Extrait fourni:
S'agissant de l'obligation de loyauté :

- les heures de travail et les temps de trajets prétendument non rémunérés font d'ores et déjà l'objet de demandes distinctes de rappels de salaire et celles-ci ne sont absolument pas justifiées et ne sauraient dès lors servir de fondement à une demande supplémentaire de dommages-intérêts pour déloyauté,

- bien que prétendant avoir très régulièrement reçu son salaire en retard, M. [Z] ne produit qu'un seul et unique échange de courriers électroniques concernant une demande de versement d'avance de frais de déplacement de nuit et non de paiement de son salaire,

- concernant les prétendues remarques déplacées de la responsable comptabilité-paie, la cour jugera si le courrier électronique produit d'un tel registre eu égard au contexte particulier dans lequel il été adressé. Manifestement, M. [Z] s'offusque des remarques prétendument déplacées lorsqu'il en est le destinataire mais aucunement lorsqu'il en est l'auteur,

- l'absence d'organisation d'élection des représentants du personnel ne participe pas d'une éventuelle exécution déloyale du contrat de travail individuel d'un salarié.

Extraits du listing:
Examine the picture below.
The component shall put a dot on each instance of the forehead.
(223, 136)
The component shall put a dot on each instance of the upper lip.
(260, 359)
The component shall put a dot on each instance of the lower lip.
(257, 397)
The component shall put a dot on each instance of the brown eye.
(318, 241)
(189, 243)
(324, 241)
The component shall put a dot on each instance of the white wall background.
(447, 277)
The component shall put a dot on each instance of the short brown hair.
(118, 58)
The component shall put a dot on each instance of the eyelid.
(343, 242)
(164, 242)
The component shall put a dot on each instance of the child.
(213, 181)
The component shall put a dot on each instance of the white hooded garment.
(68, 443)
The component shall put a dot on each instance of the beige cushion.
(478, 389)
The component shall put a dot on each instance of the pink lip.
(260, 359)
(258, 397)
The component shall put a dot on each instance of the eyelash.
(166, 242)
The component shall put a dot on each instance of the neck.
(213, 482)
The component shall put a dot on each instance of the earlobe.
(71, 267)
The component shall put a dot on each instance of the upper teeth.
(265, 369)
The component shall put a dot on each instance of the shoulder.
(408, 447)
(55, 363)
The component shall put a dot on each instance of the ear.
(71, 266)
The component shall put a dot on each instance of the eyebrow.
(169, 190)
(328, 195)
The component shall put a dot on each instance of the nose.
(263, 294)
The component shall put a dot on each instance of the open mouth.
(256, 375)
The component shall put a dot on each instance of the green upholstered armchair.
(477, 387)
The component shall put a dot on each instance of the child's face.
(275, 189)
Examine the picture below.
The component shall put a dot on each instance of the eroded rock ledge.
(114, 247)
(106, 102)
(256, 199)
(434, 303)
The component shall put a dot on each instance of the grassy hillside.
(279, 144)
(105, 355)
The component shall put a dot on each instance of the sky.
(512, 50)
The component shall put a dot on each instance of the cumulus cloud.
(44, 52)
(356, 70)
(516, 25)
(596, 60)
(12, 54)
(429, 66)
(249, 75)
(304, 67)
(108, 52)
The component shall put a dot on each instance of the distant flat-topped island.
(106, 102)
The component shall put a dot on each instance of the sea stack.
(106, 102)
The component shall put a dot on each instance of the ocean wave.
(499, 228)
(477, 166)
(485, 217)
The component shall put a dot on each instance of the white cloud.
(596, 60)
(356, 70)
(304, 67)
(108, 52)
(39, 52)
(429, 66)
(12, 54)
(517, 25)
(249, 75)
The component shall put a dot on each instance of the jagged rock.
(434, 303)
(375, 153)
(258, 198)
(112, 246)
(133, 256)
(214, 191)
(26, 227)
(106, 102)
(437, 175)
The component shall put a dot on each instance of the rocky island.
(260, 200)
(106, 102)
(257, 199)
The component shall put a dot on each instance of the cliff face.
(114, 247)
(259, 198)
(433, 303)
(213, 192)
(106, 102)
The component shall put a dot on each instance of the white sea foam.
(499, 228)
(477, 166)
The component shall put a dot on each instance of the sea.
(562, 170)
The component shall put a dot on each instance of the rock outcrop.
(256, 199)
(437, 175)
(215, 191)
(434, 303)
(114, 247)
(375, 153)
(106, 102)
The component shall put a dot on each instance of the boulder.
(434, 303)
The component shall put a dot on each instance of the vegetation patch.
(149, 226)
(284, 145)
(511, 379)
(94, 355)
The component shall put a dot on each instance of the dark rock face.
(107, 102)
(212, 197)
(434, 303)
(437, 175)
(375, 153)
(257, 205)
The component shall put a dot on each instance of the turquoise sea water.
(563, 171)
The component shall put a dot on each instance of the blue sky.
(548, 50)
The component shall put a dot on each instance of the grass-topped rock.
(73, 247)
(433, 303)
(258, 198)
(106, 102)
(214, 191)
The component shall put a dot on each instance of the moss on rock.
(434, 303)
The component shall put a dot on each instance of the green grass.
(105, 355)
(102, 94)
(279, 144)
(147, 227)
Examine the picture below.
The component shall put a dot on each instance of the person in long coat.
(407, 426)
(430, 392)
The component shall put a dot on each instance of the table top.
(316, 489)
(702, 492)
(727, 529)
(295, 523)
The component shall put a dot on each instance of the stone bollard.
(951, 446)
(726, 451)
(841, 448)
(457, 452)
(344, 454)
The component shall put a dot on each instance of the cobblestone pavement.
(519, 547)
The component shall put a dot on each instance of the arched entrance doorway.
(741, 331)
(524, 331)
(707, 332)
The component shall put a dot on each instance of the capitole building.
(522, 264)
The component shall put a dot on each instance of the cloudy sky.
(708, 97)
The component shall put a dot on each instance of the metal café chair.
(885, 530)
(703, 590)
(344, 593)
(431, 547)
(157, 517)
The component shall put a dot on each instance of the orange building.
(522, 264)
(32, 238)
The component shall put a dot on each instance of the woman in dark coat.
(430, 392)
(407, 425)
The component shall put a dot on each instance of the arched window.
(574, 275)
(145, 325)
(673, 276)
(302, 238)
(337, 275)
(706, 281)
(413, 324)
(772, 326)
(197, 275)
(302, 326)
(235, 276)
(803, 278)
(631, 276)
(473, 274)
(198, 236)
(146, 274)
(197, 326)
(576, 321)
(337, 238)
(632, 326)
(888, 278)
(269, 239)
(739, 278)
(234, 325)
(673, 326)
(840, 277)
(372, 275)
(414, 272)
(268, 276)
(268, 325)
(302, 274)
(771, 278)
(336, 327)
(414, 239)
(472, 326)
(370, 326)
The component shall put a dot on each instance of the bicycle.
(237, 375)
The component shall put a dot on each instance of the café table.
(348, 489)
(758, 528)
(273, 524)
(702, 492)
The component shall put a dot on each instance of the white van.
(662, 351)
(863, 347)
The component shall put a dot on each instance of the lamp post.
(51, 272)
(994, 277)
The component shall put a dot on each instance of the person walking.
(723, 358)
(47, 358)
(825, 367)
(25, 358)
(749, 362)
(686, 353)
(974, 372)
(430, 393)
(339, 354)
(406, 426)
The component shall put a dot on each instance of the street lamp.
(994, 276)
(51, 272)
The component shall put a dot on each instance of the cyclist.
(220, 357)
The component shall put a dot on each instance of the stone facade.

Consigne: Recopiez, dans le passage sur l'obligation de loyauté, le texte qui va de « - l'absence d'organisation » jusqu'à « individuel d'un salarié. » inclus.

Corrigé:
- l'absence d'organisation d'élection des représentants du personnel ne participe pas d'une éventuelle exécution déloyale du contrat de travail individuel d'un salarié.